↓

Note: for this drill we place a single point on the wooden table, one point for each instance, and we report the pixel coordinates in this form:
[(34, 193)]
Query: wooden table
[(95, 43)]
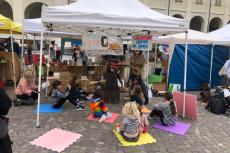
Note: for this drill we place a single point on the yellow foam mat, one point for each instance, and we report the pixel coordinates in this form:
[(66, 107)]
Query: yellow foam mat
[(145, 138)]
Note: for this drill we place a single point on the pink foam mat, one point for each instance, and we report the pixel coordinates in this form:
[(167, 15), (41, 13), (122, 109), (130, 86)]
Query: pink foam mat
[(56, 140), (190, 104), (110, 120)]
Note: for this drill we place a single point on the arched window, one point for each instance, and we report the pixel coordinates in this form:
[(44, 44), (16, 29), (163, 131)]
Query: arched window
[(197, 23), (6, 10), (33, 10), (215, 24)]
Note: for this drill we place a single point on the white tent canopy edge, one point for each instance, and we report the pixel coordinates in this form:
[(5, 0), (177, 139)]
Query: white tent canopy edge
[(120, 15)]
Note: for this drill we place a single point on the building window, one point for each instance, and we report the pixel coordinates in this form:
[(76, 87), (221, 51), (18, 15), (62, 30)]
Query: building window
[(199, 1), (218, 3)]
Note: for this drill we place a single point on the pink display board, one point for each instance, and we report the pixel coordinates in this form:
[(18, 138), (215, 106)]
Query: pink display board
[(190, 104)]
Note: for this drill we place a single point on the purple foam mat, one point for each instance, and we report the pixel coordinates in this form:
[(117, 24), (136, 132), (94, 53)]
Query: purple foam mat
[(179, 128)]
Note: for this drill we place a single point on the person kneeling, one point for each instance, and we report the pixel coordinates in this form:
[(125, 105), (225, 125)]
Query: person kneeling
[(98, 108), (131, 122), (60, 96), (165, 112), (26, 91)]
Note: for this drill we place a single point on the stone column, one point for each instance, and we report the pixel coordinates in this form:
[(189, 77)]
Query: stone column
[(18, 11)]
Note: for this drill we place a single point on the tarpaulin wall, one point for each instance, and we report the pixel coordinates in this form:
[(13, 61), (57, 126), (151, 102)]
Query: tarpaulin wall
[(220, 56), (198, 69)]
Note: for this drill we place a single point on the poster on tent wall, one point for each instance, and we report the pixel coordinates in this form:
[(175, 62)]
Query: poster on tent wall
[(95, 42), (143, 43)]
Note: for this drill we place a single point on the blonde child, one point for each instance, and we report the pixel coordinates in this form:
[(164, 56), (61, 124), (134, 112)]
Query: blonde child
[(131, 122), (144, 123)]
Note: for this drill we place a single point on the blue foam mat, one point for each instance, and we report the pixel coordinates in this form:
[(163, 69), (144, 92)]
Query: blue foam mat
[(48, 108)]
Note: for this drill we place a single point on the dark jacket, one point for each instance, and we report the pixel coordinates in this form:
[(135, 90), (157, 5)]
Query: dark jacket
[(5, 103), (111, 79)]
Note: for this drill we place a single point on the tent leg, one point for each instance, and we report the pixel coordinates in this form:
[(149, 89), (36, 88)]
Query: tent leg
[(34, 43), (12, 50), (39, 81), (185, 71), (22, 52), (47, 71), (211, 65), (155, 58)]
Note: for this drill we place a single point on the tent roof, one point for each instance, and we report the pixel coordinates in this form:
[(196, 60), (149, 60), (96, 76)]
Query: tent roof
[(194, 37), (107, 14), (9, 25), (34, 26)]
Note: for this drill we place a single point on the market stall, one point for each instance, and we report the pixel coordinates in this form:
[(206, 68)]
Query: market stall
[(199, 47), (116, 17), (11, 28)]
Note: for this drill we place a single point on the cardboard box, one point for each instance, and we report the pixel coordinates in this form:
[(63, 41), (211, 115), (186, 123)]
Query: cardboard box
[(160, 86), (65, 75)]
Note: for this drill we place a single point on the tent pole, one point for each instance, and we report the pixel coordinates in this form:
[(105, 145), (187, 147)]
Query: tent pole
[(185, 71), (155, 58), (34, 43), (210, 75), (48, 66), (12, 51), (228, 58), (39, 79), (22, 52)]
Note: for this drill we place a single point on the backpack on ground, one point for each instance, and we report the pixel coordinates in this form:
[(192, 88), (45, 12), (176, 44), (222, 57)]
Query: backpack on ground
[(217, 105)]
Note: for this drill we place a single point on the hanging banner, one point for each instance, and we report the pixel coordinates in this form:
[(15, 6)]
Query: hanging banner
[(143, 43), (95, 42)]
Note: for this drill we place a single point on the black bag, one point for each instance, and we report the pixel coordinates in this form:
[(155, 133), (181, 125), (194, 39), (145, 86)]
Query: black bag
[(3, 127), (217, 105), (205, 96)]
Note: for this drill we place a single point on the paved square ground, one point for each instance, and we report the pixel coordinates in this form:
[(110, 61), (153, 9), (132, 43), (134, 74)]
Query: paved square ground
[(209, 134)]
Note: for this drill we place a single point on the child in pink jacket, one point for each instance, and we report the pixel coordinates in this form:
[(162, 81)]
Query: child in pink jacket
[(26, 91)]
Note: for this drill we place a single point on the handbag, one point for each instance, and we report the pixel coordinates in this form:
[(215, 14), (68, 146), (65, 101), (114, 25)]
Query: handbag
[(3, 127)]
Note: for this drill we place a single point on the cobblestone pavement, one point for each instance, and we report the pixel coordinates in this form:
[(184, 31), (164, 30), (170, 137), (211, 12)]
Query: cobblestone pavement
[(209, 134)]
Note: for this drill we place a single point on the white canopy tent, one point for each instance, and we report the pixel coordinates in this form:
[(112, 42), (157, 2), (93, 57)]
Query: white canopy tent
[(107, 14), (119, 16), (35, 27)]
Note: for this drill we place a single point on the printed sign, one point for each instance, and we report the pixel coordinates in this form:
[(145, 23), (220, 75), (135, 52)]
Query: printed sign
[(95, 42), (142, 43)]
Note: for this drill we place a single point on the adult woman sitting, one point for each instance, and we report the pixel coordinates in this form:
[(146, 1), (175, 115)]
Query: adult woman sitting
[(5, 104), (26, 91)]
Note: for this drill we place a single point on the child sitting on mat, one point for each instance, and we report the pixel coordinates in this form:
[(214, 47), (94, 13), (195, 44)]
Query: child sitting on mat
[(144, 123), (98, 108), (59, 96), (131, 122), (75, 92), (166, 112), (137, 95)]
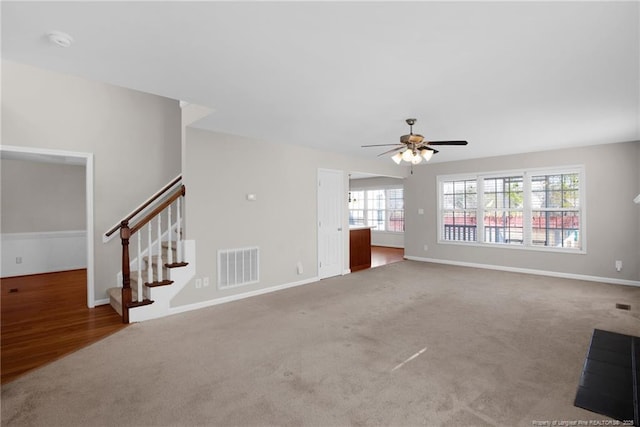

↑

§ What is needed
Please give the entries above again exactly as written, leaving out any pictures.

§ Output of the task
Note: for this drill we place a single point on the wooden table, one point for each instance, and we report the pixel coordinates in this form:
[(34, 193)]
Query: wooden table
[(95, 43)]
Note: for this drill we place a single point on the yellow foam mat, one point for each instance, and we report the pixel coordinates in this form:
[(66, 107)]
Query: yellow foam mat
[(145, 138)]
Note: for this drill we place a single point on the pink foam mat, one point for each instance, and we report the pixel coordinates in this form:
[(167, 15), (41, 13), (122, 109), (130, 86)]
Query: pink foam mat
[(56, 140), (190, 104), (110, 120)]
Note: for this drill we place a single point on the arched window, one point for each instance, and we report the pixel coordinates in this form:
[(44, 44), (16, 29), (163, 131)]
Query: arched window
[(197, 23), (6, 10), (33, 10), (215, 24)]
Note: for this drill we place a single point on the white tent canopy edge, one point for each instance, and we report the pixel coordinates in this form:
[(5, 0), (177, 139)]
Query: white tent canopy edge
[(120, 15)]
Note: for this drill we place a single point on the building window, one point for each instance, and we report the pixel coordinates in this form:
[(76, 87), (221, 51), (18, 15), (62, 30)]
Query: building window
[(199, 1), (218, 3)]
Note: for this drill we place a single point on the pink display board, one point for each instance, and we report the pixel coordinates in this form:
[(18, 138), (215, 106)]
Query: pink display board
[(190, 104)]
Note: for this drill we place a single point on the purple foam mat, one point for each instance, and we report the pixel coordinates in this form:
[(117, 24), (136, 132), (94, 53)]
Query: purple foam mat
[(179, 128)]
Note: for this drill we place a single point on the person kneeling, one point for each instance, and we report the pixel coordinates in this form:
[(125, 105), (225, 125)]
Query: person kneeling
[(98, 108), (131, 122), (60, 96), (165, 112), (26, 91)]
Note: for this drill we place a single point on the stone column, one point for each instance, and we report the pixel coordinates in this form:
[(189, 77)]
Query: stone column
[(18, 11)]
Note: for this drill we place a single point on the tarpaulin wall, one point for each instance, and we report the pixel coordinates in this form:
[(13, 61), (57, 126), (151, 102)]
Query: tarpaulin wall
[(220, 56), (198, 69)]
Note: for this drill we place a single point on the poster on tent wall, one point for each instance, and we report the pixel coordinates in this form:
[(175, 62)]
Query: poster on tent wall
[(95, 42), (143, 43)]
Note: for this drill we place a single point on the blonde child, one point for each instance, and we report the pixel coordinates in this form:
[(164, 56), (61, 124), (134, 112)]
Query: blonde child
[(131, 122), (144, 123)]
Note: for this drill we place a single point on the blue foam mat, one point for each instance, and we report the pixel coordinates in this form:
[(163, 69), (144, 92)]
Query: blue foam mat
[(48, 108)]
Note: for this drill we place a single point on the dark jacket, one point for each instance, and we report the pixel coordinates in this form:
[(135, 90), (157, 5)]
Query: dark jacket
[(5, 103), (111, 79)]
Note: for this drill we place a single point on the tent leg, one point for each instance, and we report the pixel coordinates in this form:
[(149, 89), (36, 88)]
Query: tent leg
[(34, 43), (12, 50), (39, 81), (185, 71), (22, 52), (47, 71), (211, 65), (155, 58)]
Note: for this drill we place a single point on the tent roof, one point for each instance, and we report the pixel coordinates in this form:
[(196, 60), (149, 60), (96, 76)]
Query: tent roof
[(194, 37), (107, 14), (9, 25), (34, 26)]
Note: for this drill we place a single point on the market stall, one point for each instance, and we report the pixel coordinates in this form:
[(206, 68)]
Query: market stall
[(199, 47), (116, 17), (11, 28)]
Note: for this drill we place a single point on the cardboard box, one point for each instance, and we report the pixel coordinates in this form:
[(63, 41), (211, 115), (186, 123)]
Query: cardboard box
[(160, 86), (65, 75)]
Note: for this drill we place a single point on the tent pole, one point for each instance, and we report the pixel coordinates in this form:
[(105, 145), (187, 147)]
Query: tent pole
[(185, 71), (155, 58), (34, 43), (210, 75), (48, 66), (12, 51), (228, 58), (39, 79), (22, 52)]
Note: for this drill we place a single point on the backpack on ground, one point for each instance, and we report the pixel coordinates in this form:
[(192, 88), (45, 12), (176, 44), (222, 57)]
Query: backpack on ground
[(217, 105)]
Note: for this drill we place a single point on the hanging banner, one point for each instance, and we report the pixel coordinates in this form:
[(15, 6)]
Query: hanging banner
[(143, 43), (95, 42)]
Note: for this drill we place a single point on the black bag, one point for each instance, and we report the pixel coordinates in this form:
[(155, 133), (181, 125), (194, 39), (145, 86)]
Query: black bag
[(3, 127), (217, 105), (205, 96)]
Note: for this drill we place a single point on the paved square ground, one point for each instance, and we report the pixel coordinates in this form:
[(110, 61), (153, 9), (132, 43), (134, 74)]
Query: paved square ground
[(209, 134)]
Note: for this drill we place a single point on the child in pink jacket, one point for each instance, and we report the pixel coordinates in this form:
[(162, 81)]
Query: child in pink jacket
[(26, 91)]
Note: for this drill we place a single point on the handbag, one point for each instance, and we report the pixel coordinates in this form:
[(215, 14), (68, 146), (65, 101), (114, 25)]
Query: handbag
[(3, 127)]
Note: for this drill we place a single point on the cobblestone pavement, one point for each instance, and we report the pixel coordinates in this form:
[(184, 31), (164, 30), (170, 137), (211, 12)]
Query: cobblestone pavement
[(209, 134)]
Note: for this drill we place a single point on the white canopy tent, one point for each instance, and we report the pixel coordinates in this form:
[(112, 42), (157, 2), (93, 57)]
Query: white canopy tent
[(107, 14), (119, 16), (35, 27)]
Note: for this drill we place a single point on the printed sign, one point for each instance, and we report the pixel coordinates in this form:
[(145, 23), (220, 75), (135, 52)]
Query: printed sign
[(95, 42), (142, 43)]
Note: for this drill we place a single point on the adult woman sitting, one point for each instance, and we report the pixel coordinates in this form:
[(146, 1), (175, 115)]
Query: adult woman sitting
[(5, 104), (26, 91)]
Note: for this drill we place a single point on the child sitting on mat, one point for each instance, and we report the pixel coordinates in this form:
[(214, 47), (94, 13), (195, 44)]
Query: child sitting on mat
[(144, 123), (98, 108), (59, 96), (131, 122), (75, 92), (166, 112), (137, 95)]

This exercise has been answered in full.